Update the rows below by replacing "bounding box" with "enclosing rectangle" everywhere it appears, leaving everything else as it is. Leave the pictures out of your version.

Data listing

"""

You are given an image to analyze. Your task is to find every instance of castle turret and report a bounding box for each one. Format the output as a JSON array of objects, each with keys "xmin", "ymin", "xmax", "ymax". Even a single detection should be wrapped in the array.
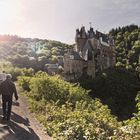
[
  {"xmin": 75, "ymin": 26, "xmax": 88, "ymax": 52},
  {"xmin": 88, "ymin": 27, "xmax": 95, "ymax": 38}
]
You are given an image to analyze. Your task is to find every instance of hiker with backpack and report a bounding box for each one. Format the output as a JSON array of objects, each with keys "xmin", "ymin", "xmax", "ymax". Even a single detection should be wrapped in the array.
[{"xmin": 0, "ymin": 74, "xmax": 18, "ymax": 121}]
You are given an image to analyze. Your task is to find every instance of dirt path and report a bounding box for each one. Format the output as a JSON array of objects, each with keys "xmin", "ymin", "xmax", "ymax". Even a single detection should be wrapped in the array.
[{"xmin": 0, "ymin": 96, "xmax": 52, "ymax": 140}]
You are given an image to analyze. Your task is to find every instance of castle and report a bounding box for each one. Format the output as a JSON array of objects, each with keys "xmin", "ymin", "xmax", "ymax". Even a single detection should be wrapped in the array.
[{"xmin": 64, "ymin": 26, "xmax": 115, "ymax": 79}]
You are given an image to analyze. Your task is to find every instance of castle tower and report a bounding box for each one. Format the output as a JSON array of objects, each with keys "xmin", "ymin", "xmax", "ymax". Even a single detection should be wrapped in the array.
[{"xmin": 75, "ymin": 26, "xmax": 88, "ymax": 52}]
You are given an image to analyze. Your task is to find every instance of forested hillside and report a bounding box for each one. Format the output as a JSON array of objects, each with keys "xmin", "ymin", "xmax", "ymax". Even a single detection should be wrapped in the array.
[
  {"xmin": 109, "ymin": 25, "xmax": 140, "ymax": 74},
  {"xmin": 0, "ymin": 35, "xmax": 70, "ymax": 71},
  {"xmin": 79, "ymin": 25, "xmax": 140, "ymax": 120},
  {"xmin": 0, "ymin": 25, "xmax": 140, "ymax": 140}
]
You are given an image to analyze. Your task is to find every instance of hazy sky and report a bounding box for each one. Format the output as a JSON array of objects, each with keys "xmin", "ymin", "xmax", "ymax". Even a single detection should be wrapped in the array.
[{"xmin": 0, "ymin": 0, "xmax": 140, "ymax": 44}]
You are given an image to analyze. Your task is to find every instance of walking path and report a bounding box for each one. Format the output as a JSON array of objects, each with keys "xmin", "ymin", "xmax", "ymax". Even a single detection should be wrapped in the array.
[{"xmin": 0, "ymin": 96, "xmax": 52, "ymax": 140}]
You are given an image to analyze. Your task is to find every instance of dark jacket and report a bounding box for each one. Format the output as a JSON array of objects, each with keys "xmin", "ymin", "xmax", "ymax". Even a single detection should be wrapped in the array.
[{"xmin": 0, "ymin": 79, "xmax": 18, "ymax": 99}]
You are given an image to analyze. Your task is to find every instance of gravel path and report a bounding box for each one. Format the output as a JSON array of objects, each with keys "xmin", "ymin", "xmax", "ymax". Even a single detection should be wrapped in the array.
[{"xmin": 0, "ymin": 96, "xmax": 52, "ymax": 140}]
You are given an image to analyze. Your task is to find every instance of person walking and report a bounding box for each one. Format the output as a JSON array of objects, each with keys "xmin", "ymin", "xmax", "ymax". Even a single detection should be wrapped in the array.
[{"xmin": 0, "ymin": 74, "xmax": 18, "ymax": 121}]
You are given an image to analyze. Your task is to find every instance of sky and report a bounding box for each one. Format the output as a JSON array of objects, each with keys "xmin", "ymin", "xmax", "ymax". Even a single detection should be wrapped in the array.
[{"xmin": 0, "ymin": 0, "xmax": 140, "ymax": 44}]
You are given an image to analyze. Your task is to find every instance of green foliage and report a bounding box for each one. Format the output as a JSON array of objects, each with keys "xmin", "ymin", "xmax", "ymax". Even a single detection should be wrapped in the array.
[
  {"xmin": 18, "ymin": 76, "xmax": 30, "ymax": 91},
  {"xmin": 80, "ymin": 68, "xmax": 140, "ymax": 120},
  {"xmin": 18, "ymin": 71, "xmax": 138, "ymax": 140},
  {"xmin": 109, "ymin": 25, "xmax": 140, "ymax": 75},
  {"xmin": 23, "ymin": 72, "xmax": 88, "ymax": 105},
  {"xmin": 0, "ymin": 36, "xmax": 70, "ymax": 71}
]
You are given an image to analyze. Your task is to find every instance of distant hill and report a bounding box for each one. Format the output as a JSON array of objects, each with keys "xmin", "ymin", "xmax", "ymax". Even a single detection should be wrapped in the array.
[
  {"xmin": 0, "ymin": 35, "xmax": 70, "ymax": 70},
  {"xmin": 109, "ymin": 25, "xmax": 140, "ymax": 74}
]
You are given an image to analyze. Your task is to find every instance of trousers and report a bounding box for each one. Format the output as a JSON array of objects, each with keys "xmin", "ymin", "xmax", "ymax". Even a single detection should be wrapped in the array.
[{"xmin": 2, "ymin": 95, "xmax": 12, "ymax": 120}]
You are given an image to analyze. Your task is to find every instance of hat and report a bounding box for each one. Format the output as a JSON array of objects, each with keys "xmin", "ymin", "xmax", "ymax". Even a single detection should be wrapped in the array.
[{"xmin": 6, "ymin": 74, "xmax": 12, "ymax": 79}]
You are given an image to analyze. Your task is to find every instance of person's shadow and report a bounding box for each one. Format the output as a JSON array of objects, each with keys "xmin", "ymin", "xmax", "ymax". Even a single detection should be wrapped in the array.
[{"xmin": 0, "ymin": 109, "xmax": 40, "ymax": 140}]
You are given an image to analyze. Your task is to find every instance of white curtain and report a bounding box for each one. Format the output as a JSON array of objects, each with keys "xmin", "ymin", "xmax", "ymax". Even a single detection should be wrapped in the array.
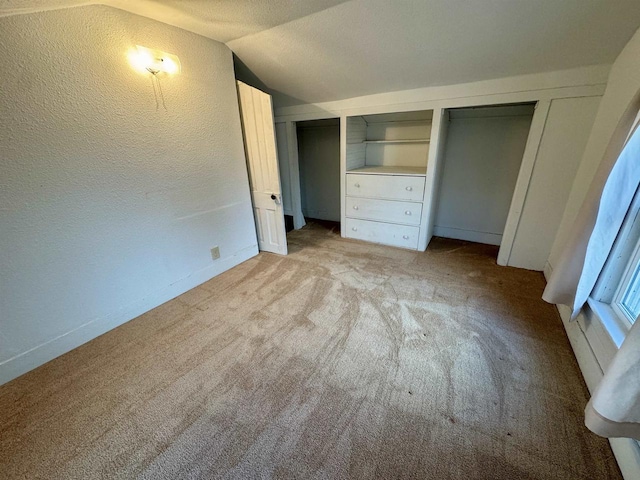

"""

## Result of this exercise
You are given an image to analyze. Your task is to find every instance of castle turret and report a enclosing rectangle for each one. Format the output as a JSON array of objects, each with keys "xmin", "ymin", "xmax", "ymax". Even a single detection should be wrapped in the array.
[
  {"xmin": 75, "ymin": 26, "xmax": 88, "ymax": 52},
  {"xmin": 88, "ymin": 27, "xmax": 95, "ymax": 38}
]
You are given an image to analyze. Your task is to find every instance of hiker with backpack and report a enclosing rectangle for each one. Format the output as a JSON array of objects, each with keys "xmin", "ymin", "xmax", "ymax". Even a single detection should be wrapped in the array.
[{"xmin": 0, "ymin": 74, "xmax": 18, "ymax": 121}]
You are given an image to analyze. Your task is to find every instance of dirt path and report a enclosing rectangle for each one. Format the output as a JSON array of objects, each with keys "xmin", "ymin", "xmax", "ymax". Even a single detection should be wrapped in the array.
[{"xmin": 0, "ymin": 96, "xmax": 52, "ymax": 140}]
You are given an image to analyze. Your task is to find every instance of castle and report a enclosing rectangle for each one. Format the output as a JSON array of objects, each with keys "xmin", "ymin", "xmax", "ymax". Even a single detection should be wrapped in the array.
[{"xmin": 64, "ymin": 26, "xmax": 115, "ymax": 79}]
You are given an image to analyze. Your task is to find every instance of castle tower and report a enclosing rectangle for each one. Format the output as a JSON array of objects, each with keys "xmin", "ymin", "xmax", "ymax". Even a single detection should be wrapped in the array.
[{"xmin": 75, "ymin": 26, "xmax": 88, "ymax": 52}]
You are given an image to analyze. Your task is to find every instance of forested hillside and report a enclosing rectangle for each one. Format the output as a JSON array of objects, each with keys "xmin", "ymin", "xmax", "ymax". Even a single detection should be wrapped in the array.
[
  {"xmin": 109, "ymin": 25, "xmax": 140, "ymax": 74},
  {"xmin": 0, "ymin": 35, "xmax": 70, "ymax": 71},
  {"xmin": 79, "ymin": 25, "xmax": 140, "ymax": 120},
  {"xmin": 0, "ymin": 25, "xmax": 140, "ymax": 140}
]
You are given an image to analyze. Your task is to find every instance of hazy sky and report a enclosing rectangle for each one. Format the output as a JSON array of objects, each with keys "xmin", "ymin", "xmax", "ymax". Even a single detection should be wrapped in the array.
[{"xmin": 0, "ymin": 0, "xmax": 140, "ymax": 44}]
You are given an image to analyze. Your task is to find every instance of walking path and report a enclosing rectangle for each one. Format the output as a JSON array of objects, each with keys "xmin", "ymin", "xmax", "ymax". Even a single detection should be wrapped in the array.
[{"xmin": 0, "ymin": 96, "xmax": 52, "ymax": 140}]
You are given an image to analyze. Your task is to find every instance of dark jacket and report a enclosing rectangle for each one. Format the output as a JSON array of objects, each with keys "xmin", "ymin", "xmax", "ymax". Even a single detection should be wrapped in the array.
[{"xmin": 0, "ymin": 79, "xmax": 18, "ymax": 99}]
You are given an image to analyze. Your task is to find every instance of gravel path and report a enclosing rectangle for each one. Format the output as a JSON array of objects, each with keys "xmin", "ymin", "xmax", "ymax". Even a single detection should be wrapped in the array.
[{"xmin": 0, "ymin": 96, "xmax": 52, "ymax": 140}]
You are given an image to analyze. Your task is to find every instance of person walking and report a enclosing rectangle for each one. Format the output as a JSON array of objects, each with keys "xmin", "ymin", "xmax", "ymax". Even a single detection should be wrapped in the array.
[{"xmin": 0, "ymin": 74, "xmax": 18, "ymax": 121}]
You are given an image to analyze. Your task is to find every instance of sky and report a enclosing rectangle for each one. Format the output as a JSON array of objects, each with keys "xmin", "ymin", "xmax", "ymax". Even a single detection should be wrapped in the array.
[{"xmin": 0, "ymin": 0, "xmax": 140, "ymax": 44}]
You are given an image to analyze. Your task is to find every instance of green foliage and report a enclosing rectangle for each one. Format the output as a JSON array of objects, each with keys "xmin", "ymin", "xmax", "ymax". Even a single detection should be wrapped in the array.
[
  {"xmin": 18, "ymin": 76, "xmax": 30, "ymax": 91},
  {"xmin": 80, "ymin": 68, "xmax": 140, "ymax": 120},
  {"xmin": 18, "ymin": 71, "xmax": 138, "ymax": 140},
  {"xmin": 109, "ymin": 25, "xmax": 140, "ymax": 75},
  {"xmin": 23, "ymin": 72, "xmax": 88, "ymax": 105},
  {"xmin": 0, "ymin": 36, "xmax": 70, "ymax": 71}
]
You are given an image to analyze. Your task is to find every instance of distant hill and report a enclosing rectangle for each one. Format the output as a JSON array of objects, each with keys "xmin", "ymin", "xmax", "ymax". Even a single detection should be wrapped in the array.
[
  {"xmin": 0, "ymin": 35, "xmax": 70, "ymax": 70},
  {"xmin": 109, "ymin": 25, "xmax": 140, "ymax": 74}
]
You are given an image to analyze. Your task is to find every instance of trousers and report a enclosing rectangle for each one. Format the output as a JSON array of objects, each with keys "xmin", "ymin", "xmax", "ymax". Even a single detection should be wrapped in the array.
[{"xmin": 2, "ymin": 95, "xmax": 12, "ymax": 120}]
You are given an image to analyze. Your task is to find every instance of hat and report a enclosing rectangle for each one. Format the output as a JSON array of objects, each with keys "xmin", "ymin", "xmax", "ymax". Even a single detection should be wrapped in the array.
[{"xmin": 6, "ymin": 74, "xmax": 12, "ymax": 79}]
You are given an image to analyze. Your task is to find every instance of person's shadow and report a enclosing rectangle for each one. Format the output as a JSON array of objects, each with keys "xmin", "ymin", "xmax", "ymax". Even a single detection should be wrapped in the array.
[{"xmin": 0, "ymin": 109, "xmax": 40, "ymax": 140}]
You are given an image to analyze. Your task is to find every instance of white curtain and report a enclosing rectangle for each one. Format the output as a JSON array of objects, each with keys "xmin", "ymin", "xmax", "ymax". Even a single detection should be wrapped in the array.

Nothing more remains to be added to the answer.